## Requirement
Using the data beneath this instruction, retype only the lines from the one that contains "Query: carport support post" down to the one that contains "The service SHOULD place a point on the carport, one", both included, exactly as they appear.

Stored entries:
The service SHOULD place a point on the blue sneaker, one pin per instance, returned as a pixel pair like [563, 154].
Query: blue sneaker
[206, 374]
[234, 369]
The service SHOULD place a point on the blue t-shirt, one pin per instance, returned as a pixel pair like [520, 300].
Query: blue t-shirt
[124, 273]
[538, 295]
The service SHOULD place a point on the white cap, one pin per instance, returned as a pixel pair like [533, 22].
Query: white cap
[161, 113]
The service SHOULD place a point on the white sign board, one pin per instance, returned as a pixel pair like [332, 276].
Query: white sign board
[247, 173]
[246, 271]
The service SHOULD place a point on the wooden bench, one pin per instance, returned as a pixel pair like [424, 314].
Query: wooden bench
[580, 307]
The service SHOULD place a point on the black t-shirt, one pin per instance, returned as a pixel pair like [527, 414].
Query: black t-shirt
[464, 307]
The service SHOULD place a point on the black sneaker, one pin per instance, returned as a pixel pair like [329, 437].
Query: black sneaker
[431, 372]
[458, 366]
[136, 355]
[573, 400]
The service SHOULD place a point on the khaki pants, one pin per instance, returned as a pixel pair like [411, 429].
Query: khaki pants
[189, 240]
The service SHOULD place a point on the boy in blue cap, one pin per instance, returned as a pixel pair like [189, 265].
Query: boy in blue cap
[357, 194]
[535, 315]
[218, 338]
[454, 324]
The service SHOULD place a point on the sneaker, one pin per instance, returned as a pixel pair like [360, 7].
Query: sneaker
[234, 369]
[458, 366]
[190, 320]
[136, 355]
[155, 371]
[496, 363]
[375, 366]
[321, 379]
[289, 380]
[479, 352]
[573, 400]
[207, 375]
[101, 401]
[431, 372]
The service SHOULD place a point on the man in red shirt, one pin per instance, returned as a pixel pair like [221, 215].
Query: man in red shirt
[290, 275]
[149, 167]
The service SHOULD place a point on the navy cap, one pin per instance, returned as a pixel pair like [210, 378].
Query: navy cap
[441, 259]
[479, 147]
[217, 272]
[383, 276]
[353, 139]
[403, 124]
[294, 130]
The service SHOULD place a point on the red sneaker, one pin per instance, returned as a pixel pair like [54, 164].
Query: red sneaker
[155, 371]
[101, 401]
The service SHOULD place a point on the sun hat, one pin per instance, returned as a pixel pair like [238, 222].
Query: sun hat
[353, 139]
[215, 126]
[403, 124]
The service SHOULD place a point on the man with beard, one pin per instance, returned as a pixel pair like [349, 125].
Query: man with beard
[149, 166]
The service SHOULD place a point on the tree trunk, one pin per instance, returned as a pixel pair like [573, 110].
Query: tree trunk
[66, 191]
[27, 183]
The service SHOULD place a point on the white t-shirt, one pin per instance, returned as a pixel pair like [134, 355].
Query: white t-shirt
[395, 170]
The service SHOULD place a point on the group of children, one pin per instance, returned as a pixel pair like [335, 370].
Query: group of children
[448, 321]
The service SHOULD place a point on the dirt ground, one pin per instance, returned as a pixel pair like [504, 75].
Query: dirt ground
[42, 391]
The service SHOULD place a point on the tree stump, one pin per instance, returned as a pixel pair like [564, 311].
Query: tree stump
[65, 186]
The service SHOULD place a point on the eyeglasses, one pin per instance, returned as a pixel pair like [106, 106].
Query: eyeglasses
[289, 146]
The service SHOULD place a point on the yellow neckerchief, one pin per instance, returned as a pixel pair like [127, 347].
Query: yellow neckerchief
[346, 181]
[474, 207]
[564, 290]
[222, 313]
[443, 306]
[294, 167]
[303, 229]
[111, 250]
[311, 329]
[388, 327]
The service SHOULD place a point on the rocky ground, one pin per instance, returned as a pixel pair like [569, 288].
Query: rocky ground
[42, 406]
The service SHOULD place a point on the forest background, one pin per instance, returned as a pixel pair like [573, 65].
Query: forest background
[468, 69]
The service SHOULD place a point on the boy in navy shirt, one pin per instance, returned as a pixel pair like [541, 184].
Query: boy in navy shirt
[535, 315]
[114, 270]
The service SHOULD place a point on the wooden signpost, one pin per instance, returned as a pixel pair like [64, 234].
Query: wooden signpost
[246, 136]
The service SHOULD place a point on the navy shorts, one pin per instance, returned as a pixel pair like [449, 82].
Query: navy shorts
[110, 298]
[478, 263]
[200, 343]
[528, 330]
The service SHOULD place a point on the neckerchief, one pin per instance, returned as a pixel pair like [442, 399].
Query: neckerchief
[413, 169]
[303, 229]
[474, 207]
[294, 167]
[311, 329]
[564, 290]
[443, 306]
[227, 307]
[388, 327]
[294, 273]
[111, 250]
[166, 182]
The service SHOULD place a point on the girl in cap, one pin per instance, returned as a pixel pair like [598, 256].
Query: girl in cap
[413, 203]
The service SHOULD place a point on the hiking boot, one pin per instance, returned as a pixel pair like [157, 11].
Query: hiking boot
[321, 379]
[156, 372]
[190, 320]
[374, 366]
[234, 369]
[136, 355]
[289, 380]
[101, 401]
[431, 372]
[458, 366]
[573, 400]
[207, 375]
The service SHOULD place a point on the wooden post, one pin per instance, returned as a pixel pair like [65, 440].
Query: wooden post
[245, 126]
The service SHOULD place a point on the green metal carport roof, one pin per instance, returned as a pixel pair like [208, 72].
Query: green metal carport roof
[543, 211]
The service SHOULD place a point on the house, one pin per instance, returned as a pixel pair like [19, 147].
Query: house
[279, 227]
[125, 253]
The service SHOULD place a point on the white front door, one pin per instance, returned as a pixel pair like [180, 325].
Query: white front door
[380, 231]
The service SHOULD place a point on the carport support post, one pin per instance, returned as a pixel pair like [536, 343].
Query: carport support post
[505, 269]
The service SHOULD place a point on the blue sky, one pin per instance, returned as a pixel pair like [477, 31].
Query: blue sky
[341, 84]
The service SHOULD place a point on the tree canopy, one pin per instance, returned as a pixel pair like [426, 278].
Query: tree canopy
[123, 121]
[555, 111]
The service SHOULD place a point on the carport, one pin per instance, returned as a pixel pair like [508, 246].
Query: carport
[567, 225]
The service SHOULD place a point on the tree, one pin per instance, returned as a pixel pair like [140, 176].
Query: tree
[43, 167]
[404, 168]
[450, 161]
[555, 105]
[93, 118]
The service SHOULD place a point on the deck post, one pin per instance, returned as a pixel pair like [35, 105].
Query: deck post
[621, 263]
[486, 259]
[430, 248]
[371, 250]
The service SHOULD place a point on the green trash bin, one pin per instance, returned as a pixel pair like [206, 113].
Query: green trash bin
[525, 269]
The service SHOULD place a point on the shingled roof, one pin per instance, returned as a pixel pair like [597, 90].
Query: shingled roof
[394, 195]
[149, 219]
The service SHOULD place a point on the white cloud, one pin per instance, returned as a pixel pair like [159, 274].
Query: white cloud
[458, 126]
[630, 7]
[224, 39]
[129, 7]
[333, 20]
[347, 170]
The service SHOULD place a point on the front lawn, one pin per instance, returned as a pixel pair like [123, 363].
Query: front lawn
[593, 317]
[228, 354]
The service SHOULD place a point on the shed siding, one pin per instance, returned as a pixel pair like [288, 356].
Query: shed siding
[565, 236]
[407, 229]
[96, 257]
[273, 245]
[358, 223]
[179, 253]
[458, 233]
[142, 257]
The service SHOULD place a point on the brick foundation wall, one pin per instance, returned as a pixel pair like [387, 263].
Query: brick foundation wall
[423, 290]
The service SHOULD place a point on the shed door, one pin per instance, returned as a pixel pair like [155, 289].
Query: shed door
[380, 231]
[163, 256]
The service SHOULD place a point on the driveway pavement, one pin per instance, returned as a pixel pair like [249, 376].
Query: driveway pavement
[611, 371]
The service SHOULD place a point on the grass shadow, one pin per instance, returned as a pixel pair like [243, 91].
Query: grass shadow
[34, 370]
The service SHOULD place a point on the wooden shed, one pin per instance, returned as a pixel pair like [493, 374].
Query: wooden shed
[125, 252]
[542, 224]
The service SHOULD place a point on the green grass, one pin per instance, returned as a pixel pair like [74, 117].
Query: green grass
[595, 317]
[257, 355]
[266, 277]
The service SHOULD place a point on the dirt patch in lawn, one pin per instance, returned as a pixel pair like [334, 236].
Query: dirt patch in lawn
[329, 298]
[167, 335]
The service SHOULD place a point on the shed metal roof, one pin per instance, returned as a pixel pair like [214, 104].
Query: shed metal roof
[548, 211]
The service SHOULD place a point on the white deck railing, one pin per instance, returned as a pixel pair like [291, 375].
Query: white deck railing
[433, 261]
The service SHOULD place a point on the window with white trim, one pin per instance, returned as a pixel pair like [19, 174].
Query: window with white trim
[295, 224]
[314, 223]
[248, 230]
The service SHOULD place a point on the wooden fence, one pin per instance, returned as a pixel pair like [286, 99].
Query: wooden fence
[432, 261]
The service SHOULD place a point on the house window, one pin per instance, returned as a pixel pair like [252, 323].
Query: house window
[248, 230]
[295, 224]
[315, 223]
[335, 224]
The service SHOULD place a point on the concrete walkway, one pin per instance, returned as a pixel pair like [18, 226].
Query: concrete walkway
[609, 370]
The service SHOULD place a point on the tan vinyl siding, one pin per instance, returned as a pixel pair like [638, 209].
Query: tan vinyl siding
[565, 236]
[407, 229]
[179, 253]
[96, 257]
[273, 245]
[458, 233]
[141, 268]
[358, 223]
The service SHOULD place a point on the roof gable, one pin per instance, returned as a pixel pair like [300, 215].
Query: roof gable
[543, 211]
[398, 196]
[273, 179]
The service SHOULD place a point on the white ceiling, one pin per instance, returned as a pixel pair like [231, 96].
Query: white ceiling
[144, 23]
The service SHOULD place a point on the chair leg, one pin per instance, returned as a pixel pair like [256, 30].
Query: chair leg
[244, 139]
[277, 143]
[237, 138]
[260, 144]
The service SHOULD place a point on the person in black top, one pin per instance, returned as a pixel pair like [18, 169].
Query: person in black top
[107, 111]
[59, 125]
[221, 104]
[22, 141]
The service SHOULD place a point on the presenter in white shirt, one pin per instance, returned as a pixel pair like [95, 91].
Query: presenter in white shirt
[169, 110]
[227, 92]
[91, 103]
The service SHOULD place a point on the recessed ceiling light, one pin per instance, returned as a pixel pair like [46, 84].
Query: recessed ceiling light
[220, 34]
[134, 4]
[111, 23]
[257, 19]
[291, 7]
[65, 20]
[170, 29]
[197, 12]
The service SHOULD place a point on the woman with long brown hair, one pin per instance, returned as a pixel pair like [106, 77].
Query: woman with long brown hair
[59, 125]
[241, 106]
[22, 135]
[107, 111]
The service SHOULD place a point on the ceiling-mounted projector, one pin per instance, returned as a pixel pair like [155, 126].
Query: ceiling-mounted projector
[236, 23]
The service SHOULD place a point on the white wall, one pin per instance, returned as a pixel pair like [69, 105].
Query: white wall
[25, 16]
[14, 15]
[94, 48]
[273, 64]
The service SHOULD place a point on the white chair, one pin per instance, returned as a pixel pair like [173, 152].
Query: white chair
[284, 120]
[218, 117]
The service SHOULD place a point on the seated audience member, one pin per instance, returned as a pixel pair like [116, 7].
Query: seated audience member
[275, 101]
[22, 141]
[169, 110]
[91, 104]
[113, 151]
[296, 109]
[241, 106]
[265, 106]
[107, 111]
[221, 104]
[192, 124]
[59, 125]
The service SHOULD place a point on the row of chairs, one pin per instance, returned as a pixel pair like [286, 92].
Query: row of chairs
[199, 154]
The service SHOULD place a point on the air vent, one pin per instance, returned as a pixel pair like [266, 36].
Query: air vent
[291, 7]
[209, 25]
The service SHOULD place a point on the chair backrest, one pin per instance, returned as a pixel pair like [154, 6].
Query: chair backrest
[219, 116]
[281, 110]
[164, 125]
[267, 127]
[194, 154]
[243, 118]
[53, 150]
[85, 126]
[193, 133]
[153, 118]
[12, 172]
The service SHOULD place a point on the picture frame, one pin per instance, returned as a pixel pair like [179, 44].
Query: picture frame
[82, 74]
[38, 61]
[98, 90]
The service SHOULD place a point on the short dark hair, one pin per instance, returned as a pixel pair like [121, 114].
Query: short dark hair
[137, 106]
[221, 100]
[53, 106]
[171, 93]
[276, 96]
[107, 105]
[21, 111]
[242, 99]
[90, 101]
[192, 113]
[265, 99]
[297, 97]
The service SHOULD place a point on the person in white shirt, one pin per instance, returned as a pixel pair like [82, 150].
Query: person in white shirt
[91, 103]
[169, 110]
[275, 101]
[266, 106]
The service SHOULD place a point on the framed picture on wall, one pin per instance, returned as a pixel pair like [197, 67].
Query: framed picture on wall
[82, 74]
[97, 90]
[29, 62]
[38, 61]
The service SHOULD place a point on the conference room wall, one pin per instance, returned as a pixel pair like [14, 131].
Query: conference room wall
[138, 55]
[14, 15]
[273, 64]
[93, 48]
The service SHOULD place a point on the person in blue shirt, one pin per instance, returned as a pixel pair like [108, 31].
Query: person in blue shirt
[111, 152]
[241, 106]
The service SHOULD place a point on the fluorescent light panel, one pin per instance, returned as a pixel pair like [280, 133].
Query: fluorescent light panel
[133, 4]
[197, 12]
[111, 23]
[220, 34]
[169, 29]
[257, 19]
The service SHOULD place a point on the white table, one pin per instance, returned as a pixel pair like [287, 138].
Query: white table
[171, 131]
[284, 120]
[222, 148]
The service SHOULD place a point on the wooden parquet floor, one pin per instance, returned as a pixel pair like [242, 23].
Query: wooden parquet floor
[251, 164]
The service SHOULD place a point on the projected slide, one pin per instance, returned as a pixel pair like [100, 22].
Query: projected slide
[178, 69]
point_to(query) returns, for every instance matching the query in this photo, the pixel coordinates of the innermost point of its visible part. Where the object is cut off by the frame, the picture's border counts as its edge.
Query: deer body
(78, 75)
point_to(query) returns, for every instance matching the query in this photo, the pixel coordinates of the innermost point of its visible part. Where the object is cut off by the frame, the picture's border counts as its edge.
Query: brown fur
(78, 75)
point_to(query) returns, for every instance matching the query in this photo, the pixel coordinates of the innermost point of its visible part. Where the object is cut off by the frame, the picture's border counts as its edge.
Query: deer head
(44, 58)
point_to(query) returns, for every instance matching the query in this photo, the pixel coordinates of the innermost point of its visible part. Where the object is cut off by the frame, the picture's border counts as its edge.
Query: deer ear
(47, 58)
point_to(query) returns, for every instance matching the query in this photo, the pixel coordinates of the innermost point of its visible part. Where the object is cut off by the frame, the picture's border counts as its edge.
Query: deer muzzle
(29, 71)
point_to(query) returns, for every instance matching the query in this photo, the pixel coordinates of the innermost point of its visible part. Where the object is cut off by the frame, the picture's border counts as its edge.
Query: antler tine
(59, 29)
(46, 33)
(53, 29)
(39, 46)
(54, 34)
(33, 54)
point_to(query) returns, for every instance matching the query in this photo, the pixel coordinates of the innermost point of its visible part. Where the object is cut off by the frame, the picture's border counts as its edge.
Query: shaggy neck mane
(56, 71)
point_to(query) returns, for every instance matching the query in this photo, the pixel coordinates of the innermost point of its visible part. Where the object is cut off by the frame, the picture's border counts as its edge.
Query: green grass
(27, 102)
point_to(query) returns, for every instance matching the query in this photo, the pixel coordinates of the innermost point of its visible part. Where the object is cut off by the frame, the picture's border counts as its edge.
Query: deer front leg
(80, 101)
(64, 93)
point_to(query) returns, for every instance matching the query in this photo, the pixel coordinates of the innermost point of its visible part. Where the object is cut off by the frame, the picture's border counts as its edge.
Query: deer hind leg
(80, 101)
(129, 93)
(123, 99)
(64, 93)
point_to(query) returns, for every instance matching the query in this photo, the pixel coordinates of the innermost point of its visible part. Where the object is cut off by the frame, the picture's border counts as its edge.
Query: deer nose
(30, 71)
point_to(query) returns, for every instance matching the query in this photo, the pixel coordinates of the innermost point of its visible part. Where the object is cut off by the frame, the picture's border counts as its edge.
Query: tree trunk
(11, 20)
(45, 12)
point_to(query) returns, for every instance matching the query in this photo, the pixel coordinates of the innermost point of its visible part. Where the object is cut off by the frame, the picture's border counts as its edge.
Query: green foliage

## Completed task
Query: carport support post
[505, 269]
The service SHOULD place a point on the blue sky, one pin per instance, returned as a pixel pair like [477, 31].
Query: blue sky
[341, 84]
The service SHOULD place a point on the tree canopy, one pin per instance, returned as a pixel pair like [426, 278].
Query: tree canopy
[123, 121]
[555, 111]
The service SHOULD place a point on the carport, one pin per instance, returned as a pixel pair like [508, 246].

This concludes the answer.